▶ Textauszug
○ ○ ○ ○

Ideengebraus mit Wasserrutsche
============================== Von Stephan Speicher

Am 6. Mai 1914 wurde in Leipzig die Bugra eröffnet, die "Internationale Ausstellung für Buchgewerbe und Graphik". Es war keine Ausstellung für Fachbesucher, sie wendete sich an jedermann, der Neigung zu Büchern hatte, und das waren im Frühjahr 1914 enorm viele. Bis zum Kriegsausbruch am 4. August wurden 2,1 Millionen Besucher gezählt, durchschnittlich 23 000 pro Tag. Und stellt man in Rechnung, dass der Besuch schon seit dem 28. Juni, dem Attentat von Sarajewo, stark abgeflaut war, dann ist das Interesse noch höher zu veranschlagen. Und doch ist die Erinnerung an das Ereignis verblasst. Der ausbrechende Krieg überlagerte alles, mit Mühe und Verzögerung wurde nach dem Krieg die Ausstellung abgewickelt, Exponate an die ausstellenden Nationen rückerstattet. Und was noch in die Obhut des Buchmuseums gelangte, das wurde bei einem Bombenangriff im Dezember 1943 weitgehend zerstört.

○ ○ ○ ○

▶ Bereitgestelltes Material
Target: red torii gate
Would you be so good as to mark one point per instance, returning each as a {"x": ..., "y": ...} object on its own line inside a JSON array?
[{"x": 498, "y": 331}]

○ ○ ○ ○

Schreibe den Textauszug über die Leipziger Bugra vollständig und Wort für Wort ab. Das Material wird hier nicht benötigt.

▶ Lösung der Aufgabe
Ideengebraus mit Wasserrutsche
============================== Von Stephan Speicher

Am 6. Mai 1914 wurde in Leipzig die Bugra eröffnet, die "Internationale Ausstellung für Buchgewerbe und Graphik". Es war keine Ausstellung für Fachbesucher, sie wendete sich an jedermann, der Neigung zu Büchern hatte, und das waren im Frühjahr 1914 enorm viele. Bis zum Kriegsausbruch am 4. August wurden 2,1 Millionen Besucher gezählt, durchschnittlich 23 000 pro Tag. Und stellt man in Rechnung, dass der Besuch schon seit dem 28. Juni, dem Attentat von Sarajewo, stark abgeflaut war, dann ist das Interesse noch höher zu veranschlagen. Und doch ist die Erinnerung an das Ereignis verblasst. Der ausbrechende Krieg überlagerte alles, mit Mühe und Verzögerung wurde nach dem Krieg die Ausstellung abgewickelt, Exponate an die ausstellenden Nationen rückerstattet. Und was noch in die Obhut des Buchmuseums gelangte, das wurde bei einem Bombenangriff im Dezember 1943 weitgehend zerstört.